Collected data
· · · · ·

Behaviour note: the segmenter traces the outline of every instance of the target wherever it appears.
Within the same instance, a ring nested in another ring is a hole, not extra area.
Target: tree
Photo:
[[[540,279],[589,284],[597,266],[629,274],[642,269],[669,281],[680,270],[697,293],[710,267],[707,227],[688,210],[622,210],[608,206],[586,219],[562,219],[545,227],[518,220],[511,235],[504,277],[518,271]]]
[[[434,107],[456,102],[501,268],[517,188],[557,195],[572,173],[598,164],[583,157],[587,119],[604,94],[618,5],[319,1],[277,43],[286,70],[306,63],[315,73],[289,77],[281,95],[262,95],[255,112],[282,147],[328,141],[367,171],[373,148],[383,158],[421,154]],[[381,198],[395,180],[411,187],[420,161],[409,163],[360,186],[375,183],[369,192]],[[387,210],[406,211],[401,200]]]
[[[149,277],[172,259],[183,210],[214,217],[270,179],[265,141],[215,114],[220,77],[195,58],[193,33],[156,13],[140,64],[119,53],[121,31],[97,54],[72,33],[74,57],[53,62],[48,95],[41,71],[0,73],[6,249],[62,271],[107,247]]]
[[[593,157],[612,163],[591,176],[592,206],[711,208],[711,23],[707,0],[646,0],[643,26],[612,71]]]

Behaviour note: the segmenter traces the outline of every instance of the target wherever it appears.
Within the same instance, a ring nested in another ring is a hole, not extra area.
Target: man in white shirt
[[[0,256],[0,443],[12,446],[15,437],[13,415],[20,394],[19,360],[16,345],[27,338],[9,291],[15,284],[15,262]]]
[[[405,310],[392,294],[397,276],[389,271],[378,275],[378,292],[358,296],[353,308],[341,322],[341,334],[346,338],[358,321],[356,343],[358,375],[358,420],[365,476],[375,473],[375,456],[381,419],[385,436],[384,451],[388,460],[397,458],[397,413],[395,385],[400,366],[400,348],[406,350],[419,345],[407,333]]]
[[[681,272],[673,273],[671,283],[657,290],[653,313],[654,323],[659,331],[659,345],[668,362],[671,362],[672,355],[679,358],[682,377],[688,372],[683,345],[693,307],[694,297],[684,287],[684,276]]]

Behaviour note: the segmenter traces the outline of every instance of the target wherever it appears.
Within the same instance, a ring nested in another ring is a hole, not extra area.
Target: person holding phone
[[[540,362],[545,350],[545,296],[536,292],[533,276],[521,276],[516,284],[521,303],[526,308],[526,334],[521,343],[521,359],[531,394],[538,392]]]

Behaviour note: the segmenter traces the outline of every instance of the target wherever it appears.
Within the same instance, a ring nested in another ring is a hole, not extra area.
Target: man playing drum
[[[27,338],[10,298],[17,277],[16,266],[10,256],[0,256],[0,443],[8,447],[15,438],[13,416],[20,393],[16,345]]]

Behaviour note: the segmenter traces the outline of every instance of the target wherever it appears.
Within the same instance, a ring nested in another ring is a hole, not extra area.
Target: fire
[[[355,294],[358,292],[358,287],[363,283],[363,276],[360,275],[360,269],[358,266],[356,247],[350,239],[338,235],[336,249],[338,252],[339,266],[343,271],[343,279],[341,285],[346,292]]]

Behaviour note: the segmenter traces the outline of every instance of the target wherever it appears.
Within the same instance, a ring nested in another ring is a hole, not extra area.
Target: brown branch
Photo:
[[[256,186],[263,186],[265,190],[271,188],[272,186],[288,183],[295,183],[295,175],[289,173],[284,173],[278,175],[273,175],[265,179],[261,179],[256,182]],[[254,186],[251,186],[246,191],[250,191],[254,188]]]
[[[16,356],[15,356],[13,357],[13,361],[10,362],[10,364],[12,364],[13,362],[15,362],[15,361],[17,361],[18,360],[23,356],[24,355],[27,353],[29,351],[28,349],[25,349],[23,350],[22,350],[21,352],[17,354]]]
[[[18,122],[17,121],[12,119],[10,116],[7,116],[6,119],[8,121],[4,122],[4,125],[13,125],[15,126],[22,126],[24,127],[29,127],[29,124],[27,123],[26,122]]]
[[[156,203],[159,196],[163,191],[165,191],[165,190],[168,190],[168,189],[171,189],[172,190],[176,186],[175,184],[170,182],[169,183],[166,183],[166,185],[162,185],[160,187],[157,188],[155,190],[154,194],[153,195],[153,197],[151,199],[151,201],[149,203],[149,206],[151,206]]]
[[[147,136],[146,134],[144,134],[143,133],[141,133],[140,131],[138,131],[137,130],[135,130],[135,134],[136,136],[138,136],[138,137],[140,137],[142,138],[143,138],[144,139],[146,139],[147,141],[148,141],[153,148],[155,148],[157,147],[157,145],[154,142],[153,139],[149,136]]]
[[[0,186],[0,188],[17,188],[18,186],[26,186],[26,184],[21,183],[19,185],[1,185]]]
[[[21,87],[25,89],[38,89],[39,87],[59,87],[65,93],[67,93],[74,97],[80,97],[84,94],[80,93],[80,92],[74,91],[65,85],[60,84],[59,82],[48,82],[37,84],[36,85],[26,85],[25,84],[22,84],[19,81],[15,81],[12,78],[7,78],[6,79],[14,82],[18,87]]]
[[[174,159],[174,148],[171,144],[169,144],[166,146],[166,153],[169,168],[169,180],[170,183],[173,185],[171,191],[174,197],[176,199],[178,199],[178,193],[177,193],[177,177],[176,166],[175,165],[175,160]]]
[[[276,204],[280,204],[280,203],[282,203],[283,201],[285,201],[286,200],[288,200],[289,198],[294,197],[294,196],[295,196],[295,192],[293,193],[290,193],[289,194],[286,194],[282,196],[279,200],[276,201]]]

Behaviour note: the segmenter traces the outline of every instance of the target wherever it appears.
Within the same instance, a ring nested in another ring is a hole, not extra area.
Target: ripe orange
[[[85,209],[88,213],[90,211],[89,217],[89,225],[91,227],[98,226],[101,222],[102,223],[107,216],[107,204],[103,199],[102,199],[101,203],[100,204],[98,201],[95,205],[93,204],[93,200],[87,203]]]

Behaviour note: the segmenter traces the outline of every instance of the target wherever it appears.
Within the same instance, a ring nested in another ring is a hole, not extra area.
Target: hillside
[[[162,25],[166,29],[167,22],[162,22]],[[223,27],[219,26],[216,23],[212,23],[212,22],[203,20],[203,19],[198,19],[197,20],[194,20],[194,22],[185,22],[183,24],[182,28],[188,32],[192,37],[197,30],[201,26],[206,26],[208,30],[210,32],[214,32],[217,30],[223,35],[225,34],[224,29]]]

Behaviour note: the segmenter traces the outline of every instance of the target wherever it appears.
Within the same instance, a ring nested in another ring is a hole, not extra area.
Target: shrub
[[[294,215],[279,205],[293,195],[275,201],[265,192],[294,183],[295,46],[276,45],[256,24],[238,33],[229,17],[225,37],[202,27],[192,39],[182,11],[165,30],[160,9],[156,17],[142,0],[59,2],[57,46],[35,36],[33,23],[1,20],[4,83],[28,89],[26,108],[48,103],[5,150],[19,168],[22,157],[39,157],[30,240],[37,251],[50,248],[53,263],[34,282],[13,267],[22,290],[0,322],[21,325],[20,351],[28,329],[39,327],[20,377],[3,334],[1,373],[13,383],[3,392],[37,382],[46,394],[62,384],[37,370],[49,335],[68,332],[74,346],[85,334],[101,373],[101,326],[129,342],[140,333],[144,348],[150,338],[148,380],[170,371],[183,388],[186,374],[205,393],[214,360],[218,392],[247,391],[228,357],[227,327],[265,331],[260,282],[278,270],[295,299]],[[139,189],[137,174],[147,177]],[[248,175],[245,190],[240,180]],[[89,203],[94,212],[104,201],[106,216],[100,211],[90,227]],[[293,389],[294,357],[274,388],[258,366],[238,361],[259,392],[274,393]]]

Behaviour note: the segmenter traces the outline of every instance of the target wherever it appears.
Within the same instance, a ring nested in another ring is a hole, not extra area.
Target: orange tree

· · · · ·

_TASK TO COMPLETE_: Tally the lines of the data above that contain the string "orange". Reply with only the number.

_PROBLEM SOLUTION_: 2